Visiting Scholars, Partners, and Senior Consultants
Gregory Pardlo, Visiting Associate Professor of Practice in Literature and Creative Writing, NYU Abu Dhabi and Inaugural ISGRJ Campus Codirector, Rutgers University–Camden
Gregory Pardlo is a graduate of Rutgers University-Camden. As an undergraduate, he managed the small jazz club his grandfather owned in nearby Pennsauken, NJ. He received an MFA from NYU as a New York Times Fellow in Poetry and an MFA in nonfiction from Columbia University as a Teaching Fellow.
Pardlo is the author of Digest, winner of the 2015 Pulitzer Prize for Poetry, Totem, winner of the 2007 American Poetry Review / Honickman Prize, and translator from the Danish of Niels Lyngsø’s, Pencil of Rays and Spiked Mace. His poems and essays have appeared in The New Yorker, Playboy, American Poetry Review, Boston Review, The Nation, The New York Times, Ploughshares, Tin House, and two editions of Best American Poetry, as well as anthologies including Angles of Ascent, the Norton Anthology of Contemporary African American Poetry. He is the recipient of fellowships from the New York Public Library's Cullman Center, the Guggenheim Foundation, the New York Foundation for the Arts, and a fellowship for translation from the National Endowment for the Arts. He has received other fellowships from the Civitella Ranieri Foundation, MacDowell, the Lotos Club Foundation and Cave Canem.

• [STATED PROBLEM A]: According to the Gregory Pardlo biography, which of his books won the 2015 Pulitzer Prize for Poetry?

Rows from a pointing dataset:
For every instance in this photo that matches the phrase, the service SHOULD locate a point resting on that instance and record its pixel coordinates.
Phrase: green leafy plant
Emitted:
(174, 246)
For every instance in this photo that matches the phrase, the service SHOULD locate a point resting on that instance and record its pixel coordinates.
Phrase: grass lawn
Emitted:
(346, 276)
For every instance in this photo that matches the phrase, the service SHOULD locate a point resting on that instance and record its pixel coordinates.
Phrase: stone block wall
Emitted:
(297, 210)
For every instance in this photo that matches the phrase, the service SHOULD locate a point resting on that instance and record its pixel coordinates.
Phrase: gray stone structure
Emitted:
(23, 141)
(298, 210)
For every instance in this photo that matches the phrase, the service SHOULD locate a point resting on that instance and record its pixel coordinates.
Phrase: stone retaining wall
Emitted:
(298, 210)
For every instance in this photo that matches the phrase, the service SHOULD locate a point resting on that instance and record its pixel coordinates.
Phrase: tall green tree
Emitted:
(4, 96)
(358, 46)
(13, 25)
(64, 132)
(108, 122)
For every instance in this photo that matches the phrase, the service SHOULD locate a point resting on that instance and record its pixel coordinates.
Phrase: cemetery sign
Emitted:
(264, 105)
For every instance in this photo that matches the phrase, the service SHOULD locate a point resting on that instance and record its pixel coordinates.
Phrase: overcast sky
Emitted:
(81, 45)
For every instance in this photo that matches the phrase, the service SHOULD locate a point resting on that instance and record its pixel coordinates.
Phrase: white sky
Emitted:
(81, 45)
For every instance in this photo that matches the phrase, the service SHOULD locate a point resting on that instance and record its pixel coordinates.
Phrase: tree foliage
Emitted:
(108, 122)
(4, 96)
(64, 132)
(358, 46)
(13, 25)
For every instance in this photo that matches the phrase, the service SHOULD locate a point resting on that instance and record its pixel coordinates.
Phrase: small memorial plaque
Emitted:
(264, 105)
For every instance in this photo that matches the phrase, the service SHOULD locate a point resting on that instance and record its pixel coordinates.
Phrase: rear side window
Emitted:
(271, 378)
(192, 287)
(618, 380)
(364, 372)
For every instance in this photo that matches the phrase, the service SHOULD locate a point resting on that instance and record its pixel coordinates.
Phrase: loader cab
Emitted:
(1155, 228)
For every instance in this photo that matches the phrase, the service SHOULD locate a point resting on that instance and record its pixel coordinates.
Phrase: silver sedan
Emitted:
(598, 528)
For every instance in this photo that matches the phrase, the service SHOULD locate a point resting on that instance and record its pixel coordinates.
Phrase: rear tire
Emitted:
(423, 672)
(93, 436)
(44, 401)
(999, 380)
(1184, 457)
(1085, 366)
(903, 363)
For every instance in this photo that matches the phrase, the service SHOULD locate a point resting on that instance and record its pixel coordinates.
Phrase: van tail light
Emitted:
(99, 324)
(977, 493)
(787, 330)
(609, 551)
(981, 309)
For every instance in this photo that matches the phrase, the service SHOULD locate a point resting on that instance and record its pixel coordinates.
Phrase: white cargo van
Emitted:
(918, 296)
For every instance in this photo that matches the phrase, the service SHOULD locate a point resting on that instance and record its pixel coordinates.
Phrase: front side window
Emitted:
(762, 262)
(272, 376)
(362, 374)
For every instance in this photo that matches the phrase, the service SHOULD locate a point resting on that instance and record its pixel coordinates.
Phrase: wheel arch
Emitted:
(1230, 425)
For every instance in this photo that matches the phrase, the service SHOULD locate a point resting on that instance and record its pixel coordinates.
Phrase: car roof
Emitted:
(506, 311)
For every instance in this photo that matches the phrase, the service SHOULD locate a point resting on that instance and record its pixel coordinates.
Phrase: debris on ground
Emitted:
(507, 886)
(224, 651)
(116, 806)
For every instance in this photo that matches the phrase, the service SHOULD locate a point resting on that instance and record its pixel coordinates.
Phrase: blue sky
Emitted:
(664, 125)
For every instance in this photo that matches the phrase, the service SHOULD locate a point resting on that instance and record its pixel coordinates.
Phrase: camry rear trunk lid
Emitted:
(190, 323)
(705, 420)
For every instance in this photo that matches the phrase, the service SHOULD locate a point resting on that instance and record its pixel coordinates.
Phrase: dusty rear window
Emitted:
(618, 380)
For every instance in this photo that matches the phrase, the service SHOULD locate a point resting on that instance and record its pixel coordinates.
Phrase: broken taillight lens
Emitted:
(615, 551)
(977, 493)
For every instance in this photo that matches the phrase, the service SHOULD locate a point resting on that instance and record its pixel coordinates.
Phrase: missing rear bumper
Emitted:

• [STATED PROBLEM B]: How many lines in the rows contain the string "window"? Reply with the number alone.

• [FULL RESPONSE A]: Digest

• [FULL RESPONSE B]: 3